_Written problem_
Arrange the items as a two-column CSV with the columns instruction and points, one row per item holding its text and its answer, each in a single quoted field with line breaks turned into spaces. Begin at the line that has "Exercise. Locate the red and", go through the last of the items, and leave the pictures out.

_Dataset content_
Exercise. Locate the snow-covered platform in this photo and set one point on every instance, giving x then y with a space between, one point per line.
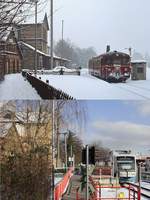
88 87
16 87
79 87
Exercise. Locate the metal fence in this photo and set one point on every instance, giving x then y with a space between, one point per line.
45 90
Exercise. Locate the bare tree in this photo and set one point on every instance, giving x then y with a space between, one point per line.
26 149
68 115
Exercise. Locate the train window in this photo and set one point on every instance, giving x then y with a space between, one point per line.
125 61
140 70
117 61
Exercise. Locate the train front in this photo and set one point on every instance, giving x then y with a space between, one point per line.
119 68
126 168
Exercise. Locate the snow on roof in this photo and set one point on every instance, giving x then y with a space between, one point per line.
138 61
15 87
40 52
65 69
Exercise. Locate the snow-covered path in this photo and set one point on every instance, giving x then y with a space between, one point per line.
88 87
79 87
141 87
15 87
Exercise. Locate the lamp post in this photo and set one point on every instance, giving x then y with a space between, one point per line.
35 59
51 33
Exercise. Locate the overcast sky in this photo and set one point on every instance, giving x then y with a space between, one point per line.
120 23
118 124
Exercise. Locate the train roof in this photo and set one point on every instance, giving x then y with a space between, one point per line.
123 153
113 53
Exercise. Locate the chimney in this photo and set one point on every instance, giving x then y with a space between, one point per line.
108 48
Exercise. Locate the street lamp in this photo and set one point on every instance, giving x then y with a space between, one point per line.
35 57
51 32
65 141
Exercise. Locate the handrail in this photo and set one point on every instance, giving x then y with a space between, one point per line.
61 187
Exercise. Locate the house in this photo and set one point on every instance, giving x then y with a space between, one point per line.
26 34
10 53
43 59
138 70
26 38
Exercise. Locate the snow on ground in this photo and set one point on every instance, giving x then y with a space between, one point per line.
79 87
140 87
15 87
89 87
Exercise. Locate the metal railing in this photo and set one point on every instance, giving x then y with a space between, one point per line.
61 187
45 90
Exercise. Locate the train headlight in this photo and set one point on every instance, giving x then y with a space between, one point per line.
121 195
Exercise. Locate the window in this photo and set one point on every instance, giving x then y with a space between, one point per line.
140 70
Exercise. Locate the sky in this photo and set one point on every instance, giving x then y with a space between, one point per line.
119 23
118 124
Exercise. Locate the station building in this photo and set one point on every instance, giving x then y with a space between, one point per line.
10 52
26 38
138 70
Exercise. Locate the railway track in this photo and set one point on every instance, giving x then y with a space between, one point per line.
145 192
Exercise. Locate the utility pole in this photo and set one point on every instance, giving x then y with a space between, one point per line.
51 33
66 156
35 61
62 42
87 175
52 151
139 181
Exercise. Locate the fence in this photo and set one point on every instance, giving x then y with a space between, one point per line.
112 192
116 192
45 90
61 187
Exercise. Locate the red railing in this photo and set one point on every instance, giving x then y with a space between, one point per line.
130 193
61 187
133 193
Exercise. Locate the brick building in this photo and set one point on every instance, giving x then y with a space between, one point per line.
43 59
10 53
26 38
26 34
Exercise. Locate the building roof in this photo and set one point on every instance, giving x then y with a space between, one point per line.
40 52
138 61
4 33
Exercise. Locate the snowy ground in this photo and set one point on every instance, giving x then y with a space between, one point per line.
89 87
15 87
79 87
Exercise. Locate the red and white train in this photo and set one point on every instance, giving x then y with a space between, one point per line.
111 66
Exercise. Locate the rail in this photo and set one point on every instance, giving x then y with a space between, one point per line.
45 90
61 187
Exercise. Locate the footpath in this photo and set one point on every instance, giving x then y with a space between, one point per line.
71 193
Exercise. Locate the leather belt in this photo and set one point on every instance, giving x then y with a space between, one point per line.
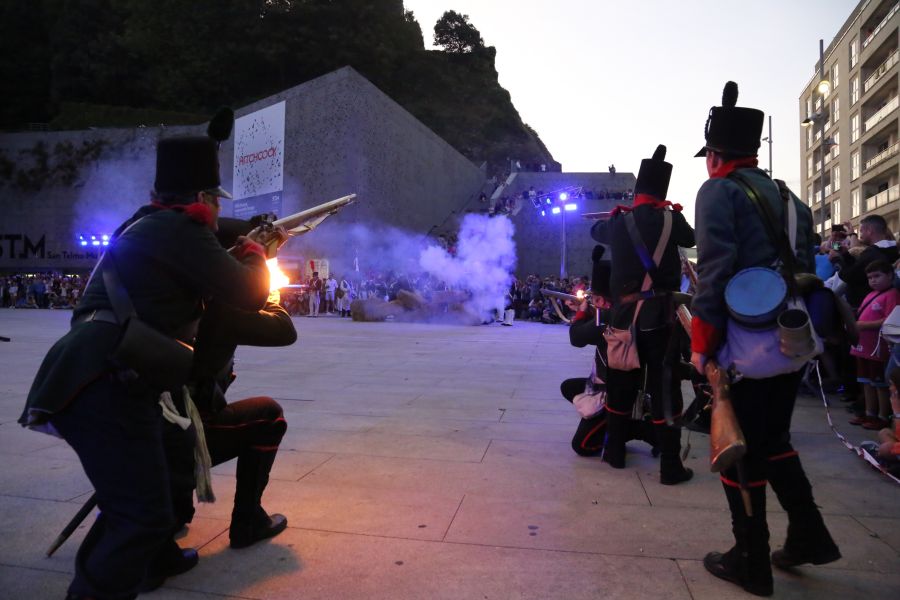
632 298
103 314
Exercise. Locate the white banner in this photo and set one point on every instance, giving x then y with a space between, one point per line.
259 153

_Task output_
instruction,points
"Exercise. Locate the red and white train in this photo and set one point on every instance, giving x then y with a space between, one point per line.","111 66"
"Exercise. Locate the rail in this photo and set one point on every instance, giving x then y with a space between, one point per line.","45 90 61 187"
"Exercise. Locate the footpath in this photo and set one point on every instance, giving x then y with a space between, one point per line.","71 193"
"Exercise. Locate the leather belt in this photo and set one point on every instance, giving x then y with a space between, one point per line.","632 298 103 314"
"Exercise. Locate the white banner in this photo and set one point on every instance, giving x then y with a space between, one point per line.","259 153"